The CRIMP runs completed in 43 hrs for BS3 (168 raw datafiles) and 39 hours for DSSO (146 raw datafiles) using modest hardware (10-core Intel i9–10850K 3.60GHz CPU with 32 GB of RAM), which is a reasonable time commitment given that each dataset required over 30 days to collect. To gauge the success of the crosslinking reaction, we have found it useful to conduct an ultrafast search with detuned parameters (e.g., increasing the minimum number of fragments in reduction, setting Eα and Eβ to 0.01% and 25%, and/or restricting the peptide size range). These searches will find high quality crosslinks. When preliminary results look promising, the samples can then be processed with greater sensitivity using the default settings.

━━━

### About this task
Copy everything from "The CRIMP runs" down to "the default settings." in the CRIMP passage, swapping "modest hardware" for "standard hardware". The records are separate material and have no connection to the CRIMP passage.

### Supplied material
━━━

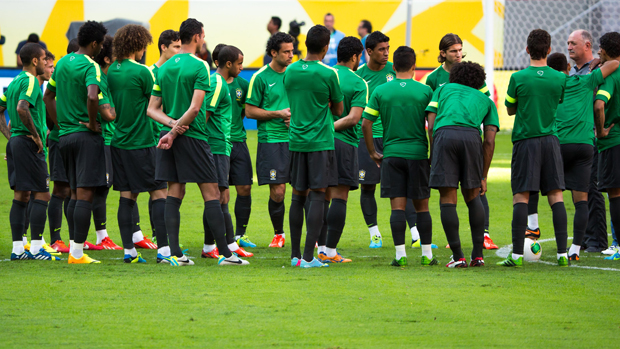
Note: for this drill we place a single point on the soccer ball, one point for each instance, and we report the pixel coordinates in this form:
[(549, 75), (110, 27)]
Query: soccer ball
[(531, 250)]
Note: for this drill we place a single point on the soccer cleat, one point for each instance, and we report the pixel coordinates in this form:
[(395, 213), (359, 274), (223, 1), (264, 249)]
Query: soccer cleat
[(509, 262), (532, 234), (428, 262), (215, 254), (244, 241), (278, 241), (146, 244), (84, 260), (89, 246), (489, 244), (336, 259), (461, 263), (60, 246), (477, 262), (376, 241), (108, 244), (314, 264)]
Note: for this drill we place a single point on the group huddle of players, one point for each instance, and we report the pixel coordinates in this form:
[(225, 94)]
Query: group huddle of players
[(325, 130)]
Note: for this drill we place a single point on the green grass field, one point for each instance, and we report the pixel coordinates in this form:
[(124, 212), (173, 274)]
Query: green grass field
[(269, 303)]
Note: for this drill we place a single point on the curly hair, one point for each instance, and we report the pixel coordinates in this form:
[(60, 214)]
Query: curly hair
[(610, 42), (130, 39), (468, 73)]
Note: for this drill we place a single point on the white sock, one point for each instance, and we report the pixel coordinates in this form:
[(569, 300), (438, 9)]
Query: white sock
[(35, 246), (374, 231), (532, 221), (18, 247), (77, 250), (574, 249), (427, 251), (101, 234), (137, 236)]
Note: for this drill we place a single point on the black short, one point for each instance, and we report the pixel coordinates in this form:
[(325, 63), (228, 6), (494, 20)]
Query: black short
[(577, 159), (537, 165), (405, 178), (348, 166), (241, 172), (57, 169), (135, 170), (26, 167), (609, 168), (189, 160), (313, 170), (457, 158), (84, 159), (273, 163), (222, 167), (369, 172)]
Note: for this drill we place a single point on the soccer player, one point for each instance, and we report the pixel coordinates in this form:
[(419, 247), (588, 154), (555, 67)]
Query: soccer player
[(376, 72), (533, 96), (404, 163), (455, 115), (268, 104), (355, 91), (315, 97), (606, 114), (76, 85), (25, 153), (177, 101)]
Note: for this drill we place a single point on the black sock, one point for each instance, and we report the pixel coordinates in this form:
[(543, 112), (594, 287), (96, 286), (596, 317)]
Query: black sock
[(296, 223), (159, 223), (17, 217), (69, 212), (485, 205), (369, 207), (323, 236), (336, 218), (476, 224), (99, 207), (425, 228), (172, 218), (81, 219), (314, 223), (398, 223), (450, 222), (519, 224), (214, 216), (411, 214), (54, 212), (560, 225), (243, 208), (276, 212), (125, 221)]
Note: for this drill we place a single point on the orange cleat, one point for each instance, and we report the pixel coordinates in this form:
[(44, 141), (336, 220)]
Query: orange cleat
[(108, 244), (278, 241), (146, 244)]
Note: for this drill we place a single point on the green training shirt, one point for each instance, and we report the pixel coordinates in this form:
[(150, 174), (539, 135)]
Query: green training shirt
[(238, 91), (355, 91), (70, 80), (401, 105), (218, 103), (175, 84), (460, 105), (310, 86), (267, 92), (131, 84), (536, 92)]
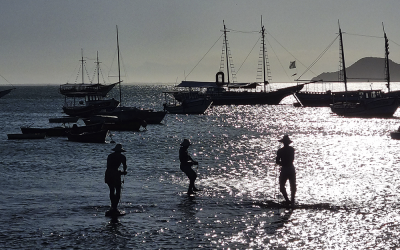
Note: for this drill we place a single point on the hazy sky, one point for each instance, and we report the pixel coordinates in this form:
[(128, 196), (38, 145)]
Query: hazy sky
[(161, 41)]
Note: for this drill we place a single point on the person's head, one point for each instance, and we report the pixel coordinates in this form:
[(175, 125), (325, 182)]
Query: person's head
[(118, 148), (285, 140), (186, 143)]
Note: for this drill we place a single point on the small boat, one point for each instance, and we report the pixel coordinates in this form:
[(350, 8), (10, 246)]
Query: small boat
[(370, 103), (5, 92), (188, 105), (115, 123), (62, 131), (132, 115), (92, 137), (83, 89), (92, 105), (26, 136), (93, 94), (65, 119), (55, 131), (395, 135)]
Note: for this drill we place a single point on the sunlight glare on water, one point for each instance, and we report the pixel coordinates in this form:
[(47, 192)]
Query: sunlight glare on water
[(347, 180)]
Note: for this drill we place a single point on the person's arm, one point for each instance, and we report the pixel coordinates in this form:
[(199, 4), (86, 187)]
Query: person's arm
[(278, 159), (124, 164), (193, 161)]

━━━

### Output for this exercise
The CRIMP runs completed in 43 hrs for BS3 (168 raw datafiles) and 39 hours for DSSO (146 raw datafiles) using standard hardware (10-core Intel i9–10850K 3.60GHz CPU with 32 GB of RAM), which is a reasonable time commitment given that each dataset required over 30 days to collect. To gauge the success of the crosslinking reaction, we have found it useful to conduct an ultrafast search with detuned parameters (e.g., increasing the minimum number of fragments in reduction, setting Eα and Eβ to 0.01% and 25%, and/or restricting the peptide size range). These searches will find high quality crosslinks. When preliminary results look promising, the samples can then be processed with greater sensitivity using the default settings.